Consegna: In base al brano sull'Imu, spiega perché la seconda casa in semicentro a Roma paga sette volte più di quella di Crotone a parità di alloggio, zona e inquadramento catastale.

Brano:

Prendiamo una casa-tipo di 100 metri quadrati. Prendiamo le aliquote Imu decise dai Comuni. E poi vediamo dove si paga di più per l’abitazione principale e la seconda casa. Ci ha provato l’ufficio studi della Confappi (Confederazione piccola proprietà immobiliare), che ha messo a confronto per Il Sole 24 Ore del Lunedì l’imposizione su immobili di qualità simile in zone cittadine analoghe (centro, semicentro e periferia) nei capoluoghi di provincia italiani.
Risultato: Torino e Roma si scambiano i primi due posti in entrambe le classifiche, quella dell’Imu più cara sull’abitazione principale e quella dell’Imu sulla seconda casa. Nel primo caso il totale annuo da pagare per un alloggio in semicentro supera i mille euro; nel secondo, arriva a più di 2.500 euro.
Uno sguardo d’insieme alla classifica evidenzia che quasi tutti i grandi centri occupano le prime posizioni: da Napoli a Genova, da Bologna a Verona per finire con Milano, che pure appare relativamente indietro nella graduatoria del caro-Imu sulla prima casa. Poi l’esborso diventa via via meno pesante, fino ad arrivare al minimo di Crotone, che chiude entrambe le classifiche.
Oltre gli importi in valore assoluto, colpisce anche la distanza tra la prima e l’ultima città in lista. Di fatto, la seconda casa in semicentro a Roma pagherà sette volte di più di quella di Crotone. A parità di alloggio, zona e inquadramento catastale. Certo l’aliquota Imu approvata dal Comune ha il suo peso, ma a contare – e molto di più – è la base imponibile. In effetti, sono soprattutto i valori catastali, derivanti dalle tariffe d’estimo risalenti a più di vent’anni fa, a creare l’effetto sbilanciamento.

Dati estratti:
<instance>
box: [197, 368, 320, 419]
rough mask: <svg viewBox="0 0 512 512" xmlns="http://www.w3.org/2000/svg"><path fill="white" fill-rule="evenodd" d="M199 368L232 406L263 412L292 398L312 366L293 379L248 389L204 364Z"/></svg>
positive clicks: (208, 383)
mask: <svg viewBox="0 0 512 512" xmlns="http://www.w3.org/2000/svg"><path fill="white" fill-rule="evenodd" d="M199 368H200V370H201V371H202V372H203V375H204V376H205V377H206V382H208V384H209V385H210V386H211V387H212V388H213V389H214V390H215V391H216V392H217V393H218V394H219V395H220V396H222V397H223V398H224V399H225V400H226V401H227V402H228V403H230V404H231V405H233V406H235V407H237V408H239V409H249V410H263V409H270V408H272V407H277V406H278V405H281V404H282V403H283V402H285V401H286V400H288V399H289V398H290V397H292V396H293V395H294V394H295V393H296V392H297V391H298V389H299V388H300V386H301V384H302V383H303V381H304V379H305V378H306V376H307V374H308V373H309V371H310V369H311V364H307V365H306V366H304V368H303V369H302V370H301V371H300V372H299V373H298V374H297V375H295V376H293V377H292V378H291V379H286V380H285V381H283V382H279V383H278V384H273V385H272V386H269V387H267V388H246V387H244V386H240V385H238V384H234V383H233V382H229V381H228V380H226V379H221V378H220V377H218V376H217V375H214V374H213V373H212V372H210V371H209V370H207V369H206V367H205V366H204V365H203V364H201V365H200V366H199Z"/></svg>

Risposta: L'aliquota Imu approvata dal Comune conta, ma pesa molto di più la base imponibile. Lo sbilanciamento nasce soprattutto dai valori catastali, che derivano da tariffe d'estimo risalenti a più di vent'anni fa.